Problem to work on
Please give again, word for word, each line that falls between the line with "of the chimney." and the end of the data, inclusive.

[Natural language region descriptions]
===============

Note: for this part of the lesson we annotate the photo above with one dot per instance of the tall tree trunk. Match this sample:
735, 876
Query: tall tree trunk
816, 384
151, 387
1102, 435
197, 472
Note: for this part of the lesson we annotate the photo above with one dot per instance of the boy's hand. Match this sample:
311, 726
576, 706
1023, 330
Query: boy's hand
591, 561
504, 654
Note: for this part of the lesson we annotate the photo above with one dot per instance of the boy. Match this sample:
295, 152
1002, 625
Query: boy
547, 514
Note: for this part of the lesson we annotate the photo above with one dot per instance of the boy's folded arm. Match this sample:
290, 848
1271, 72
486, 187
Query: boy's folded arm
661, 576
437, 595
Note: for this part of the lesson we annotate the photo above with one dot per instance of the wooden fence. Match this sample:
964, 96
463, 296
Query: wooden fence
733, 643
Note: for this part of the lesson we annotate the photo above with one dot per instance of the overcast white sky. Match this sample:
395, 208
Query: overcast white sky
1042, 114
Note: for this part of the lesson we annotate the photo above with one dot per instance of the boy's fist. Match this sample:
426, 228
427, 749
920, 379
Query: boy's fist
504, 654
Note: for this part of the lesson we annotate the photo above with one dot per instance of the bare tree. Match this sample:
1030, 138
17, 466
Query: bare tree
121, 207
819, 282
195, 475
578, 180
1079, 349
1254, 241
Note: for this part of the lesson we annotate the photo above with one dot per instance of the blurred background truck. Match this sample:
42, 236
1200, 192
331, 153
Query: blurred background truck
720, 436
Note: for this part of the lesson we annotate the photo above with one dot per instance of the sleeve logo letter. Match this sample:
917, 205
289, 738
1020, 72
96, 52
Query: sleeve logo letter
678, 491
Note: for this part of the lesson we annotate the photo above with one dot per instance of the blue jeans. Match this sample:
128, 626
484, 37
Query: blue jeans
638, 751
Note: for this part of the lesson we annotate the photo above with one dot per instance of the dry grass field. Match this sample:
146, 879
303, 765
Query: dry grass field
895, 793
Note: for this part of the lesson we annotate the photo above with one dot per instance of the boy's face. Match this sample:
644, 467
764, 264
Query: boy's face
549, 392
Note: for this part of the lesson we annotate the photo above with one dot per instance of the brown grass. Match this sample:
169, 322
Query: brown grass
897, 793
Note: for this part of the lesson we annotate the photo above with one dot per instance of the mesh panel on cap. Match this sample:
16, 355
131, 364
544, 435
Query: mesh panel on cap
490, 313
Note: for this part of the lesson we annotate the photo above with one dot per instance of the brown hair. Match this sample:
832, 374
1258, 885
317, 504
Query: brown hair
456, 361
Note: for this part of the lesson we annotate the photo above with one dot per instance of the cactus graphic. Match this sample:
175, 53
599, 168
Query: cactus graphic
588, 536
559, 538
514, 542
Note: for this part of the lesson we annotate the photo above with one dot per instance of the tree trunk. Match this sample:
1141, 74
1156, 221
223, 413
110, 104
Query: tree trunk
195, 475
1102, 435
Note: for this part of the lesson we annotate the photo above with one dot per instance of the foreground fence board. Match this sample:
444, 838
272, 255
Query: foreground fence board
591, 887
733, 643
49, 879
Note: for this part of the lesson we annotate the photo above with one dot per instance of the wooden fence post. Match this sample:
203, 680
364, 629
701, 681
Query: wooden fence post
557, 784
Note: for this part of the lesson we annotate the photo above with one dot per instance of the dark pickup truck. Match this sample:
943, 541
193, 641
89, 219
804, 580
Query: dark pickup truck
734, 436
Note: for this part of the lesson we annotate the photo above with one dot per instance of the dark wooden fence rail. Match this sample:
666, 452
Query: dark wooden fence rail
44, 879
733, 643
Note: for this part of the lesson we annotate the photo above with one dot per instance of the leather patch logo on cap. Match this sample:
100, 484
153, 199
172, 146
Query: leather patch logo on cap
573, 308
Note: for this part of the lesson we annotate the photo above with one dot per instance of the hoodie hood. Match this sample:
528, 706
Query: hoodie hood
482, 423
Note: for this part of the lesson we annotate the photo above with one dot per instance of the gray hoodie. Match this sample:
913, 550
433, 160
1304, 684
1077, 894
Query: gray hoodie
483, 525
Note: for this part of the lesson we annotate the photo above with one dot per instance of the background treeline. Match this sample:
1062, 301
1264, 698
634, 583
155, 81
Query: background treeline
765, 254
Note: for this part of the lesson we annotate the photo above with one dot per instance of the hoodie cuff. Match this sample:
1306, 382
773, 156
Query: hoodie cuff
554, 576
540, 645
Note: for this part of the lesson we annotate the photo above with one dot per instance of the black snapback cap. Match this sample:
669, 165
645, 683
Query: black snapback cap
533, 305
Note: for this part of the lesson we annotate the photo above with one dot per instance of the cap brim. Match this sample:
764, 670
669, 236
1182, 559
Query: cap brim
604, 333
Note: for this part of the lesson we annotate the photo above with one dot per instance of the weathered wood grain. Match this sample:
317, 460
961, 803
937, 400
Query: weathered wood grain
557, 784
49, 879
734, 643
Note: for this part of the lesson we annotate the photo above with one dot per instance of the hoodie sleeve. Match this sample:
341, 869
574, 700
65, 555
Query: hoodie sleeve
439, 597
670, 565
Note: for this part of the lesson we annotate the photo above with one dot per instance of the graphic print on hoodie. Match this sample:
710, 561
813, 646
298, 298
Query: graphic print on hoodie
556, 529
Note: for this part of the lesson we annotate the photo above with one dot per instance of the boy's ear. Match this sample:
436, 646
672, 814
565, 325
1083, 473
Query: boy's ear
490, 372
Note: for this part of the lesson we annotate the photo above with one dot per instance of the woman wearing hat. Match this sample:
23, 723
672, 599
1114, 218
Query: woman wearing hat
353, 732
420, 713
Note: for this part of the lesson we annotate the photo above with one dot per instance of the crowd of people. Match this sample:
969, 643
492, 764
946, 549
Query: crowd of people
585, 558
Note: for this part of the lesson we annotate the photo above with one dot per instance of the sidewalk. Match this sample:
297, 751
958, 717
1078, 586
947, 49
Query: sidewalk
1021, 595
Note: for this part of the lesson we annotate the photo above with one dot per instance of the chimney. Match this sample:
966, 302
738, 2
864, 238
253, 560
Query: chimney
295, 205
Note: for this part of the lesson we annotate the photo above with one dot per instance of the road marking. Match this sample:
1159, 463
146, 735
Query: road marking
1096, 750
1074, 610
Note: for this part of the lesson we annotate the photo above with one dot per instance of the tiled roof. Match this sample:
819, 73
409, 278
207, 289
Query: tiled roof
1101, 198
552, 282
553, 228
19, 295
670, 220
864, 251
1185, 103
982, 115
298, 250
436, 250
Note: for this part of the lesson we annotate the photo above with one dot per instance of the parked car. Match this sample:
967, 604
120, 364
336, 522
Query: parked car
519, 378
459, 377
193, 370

===============

Completed task
Note: for this part of the lesson we annotate the photo above with one dot per instance of the chimney. Match this sample:
966, 302
738, 2
864, 238
253, 560
Query: chimney
295, 205
Note: for this part of the lesson we annotate the photo above with one dot per instance of the road marking. Match this sample:
1159, 463
146, 735
Query: road marking
1096, 750
1074, 610
Note: for this part of the lesson we annotate the photo above with one dot per instance of the tiled roof. Match this sample:
819, 73
409, 278
207, 289
Query: tiled roof
1101, 198
552, 282
553, 228
19, 295
670, 220
864, 251
1185, 103
982, 115
298, 250
436, 250
Note: for this part of the lesson we annotate the photo above with one dot per instance of the parked car. Match this sample:
967, 604
120, 364
336, 522
Query: parked car
519, 378
459, 377
193, 370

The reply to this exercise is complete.